-- Dataset content follows --

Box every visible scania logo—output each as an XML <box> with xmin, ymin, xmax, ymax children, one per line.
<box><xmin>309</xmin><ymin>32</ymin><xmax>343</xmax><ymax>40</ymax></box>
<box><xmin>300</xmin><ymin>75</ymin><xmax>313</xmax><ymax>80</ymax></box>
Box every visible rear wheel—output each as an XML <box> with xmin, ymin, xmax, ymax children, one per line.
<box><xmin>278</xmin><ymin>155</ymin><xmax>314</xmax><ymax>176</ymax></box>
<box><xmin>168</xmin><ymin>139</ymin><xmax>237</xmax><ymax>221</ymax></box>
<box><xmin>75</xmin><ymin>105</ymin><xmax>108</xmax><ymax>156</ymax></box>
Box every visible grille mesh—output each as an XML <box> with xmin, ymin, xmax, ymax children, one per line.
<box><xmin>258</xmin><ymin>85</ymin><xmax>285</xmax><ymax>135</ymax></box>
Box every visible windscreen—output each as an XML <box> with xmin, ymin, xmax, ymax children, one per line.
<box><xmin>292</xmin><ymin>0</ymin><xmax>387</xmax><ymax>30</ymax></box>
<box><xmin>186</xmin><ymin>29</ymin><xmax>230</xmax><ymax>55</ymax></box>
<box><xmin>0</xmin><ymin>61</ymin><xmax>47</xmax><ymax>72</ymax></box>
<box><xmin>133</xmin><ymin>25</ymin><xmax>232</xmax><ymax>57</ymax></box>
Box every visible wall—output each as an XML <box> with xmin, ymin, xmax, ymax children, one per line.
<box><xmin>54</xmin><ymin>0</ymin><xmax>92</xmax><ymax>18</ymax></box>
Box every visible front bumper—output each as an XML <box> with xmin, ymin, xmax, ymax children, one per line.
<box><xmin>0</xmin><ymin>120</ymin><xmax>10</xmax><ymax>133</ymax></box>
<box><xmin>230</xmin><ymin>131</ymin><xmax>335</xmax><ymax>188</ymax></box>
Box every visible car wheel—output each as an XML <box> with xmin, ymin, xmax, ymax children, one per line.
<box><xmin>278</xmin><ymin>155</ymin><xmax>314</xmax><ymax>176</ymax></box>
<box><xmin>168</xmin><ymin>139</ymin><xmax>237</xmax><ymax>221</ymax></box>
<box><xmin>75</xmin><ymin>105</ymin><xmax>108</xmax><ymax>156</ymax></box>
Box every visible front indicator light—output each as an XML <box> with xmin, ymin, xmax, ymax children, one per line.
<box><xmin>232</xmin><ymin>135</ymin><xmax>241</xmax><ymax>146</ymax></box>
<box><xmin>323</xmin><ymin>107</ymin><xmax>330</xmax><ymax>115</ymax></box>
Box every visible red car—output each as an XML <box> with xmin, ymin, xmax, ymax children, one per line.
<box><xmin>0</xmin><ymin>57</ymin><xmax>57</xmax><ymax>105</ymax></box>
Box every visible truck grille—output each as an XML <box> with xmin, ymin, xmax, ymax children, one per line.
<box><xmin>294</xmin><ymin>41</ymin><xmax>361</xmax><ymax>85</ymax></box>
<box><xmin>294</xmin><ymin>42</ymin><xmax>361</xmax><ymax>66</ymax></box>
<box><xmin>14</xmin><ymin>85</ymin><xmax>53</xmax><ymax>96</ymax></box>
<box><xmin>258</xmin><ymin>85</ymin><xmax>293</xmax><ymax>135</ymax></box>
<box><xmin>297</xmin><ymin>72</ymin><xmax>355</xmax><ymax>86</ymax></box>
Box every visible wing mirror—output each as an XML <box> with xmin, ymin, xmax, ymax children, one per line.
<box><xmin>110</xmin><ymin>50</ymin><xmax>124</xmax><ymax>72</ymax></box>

-- Dataset content concluded --

Work request
The answer must be the lines from the one containing "Box every visible truck" through the last line of the records, written out exactly; please include nothing more.

Task answer
Box every visible truck grille—output each as an XML <box> with xmin, ymin, xmax, ymax children, one per line.
<box><xmin>294</xmin><ymin>41</ymin><xmax>361</xmax><ymax>85</ymax></box>
<box><xmin>294</xmin><ymin>42</ymin><xmax>361</xmax><ymax>66</ymax></box>
<box><xmin>14</xmin><ymin>85</ymin><xmax>53</xmax><ymax>96</ymax></box>
<box><xmin>258</xmin><ymin>85</ymin><xmax>293</xmax><ymax>135</ymax></box>
<box><xmin>297</xmin><ymin>72</ymin><xmax>355</xmax><ymax>86</ymax></box>
Box every visible wing mirror—output each as an XML <box> with xmin, ymin, xmax, ymax children, one per line.
<box><xmin>110</xmin><ymin>50</ymin><xmax>124</xmax><ymax>72</ymax></box>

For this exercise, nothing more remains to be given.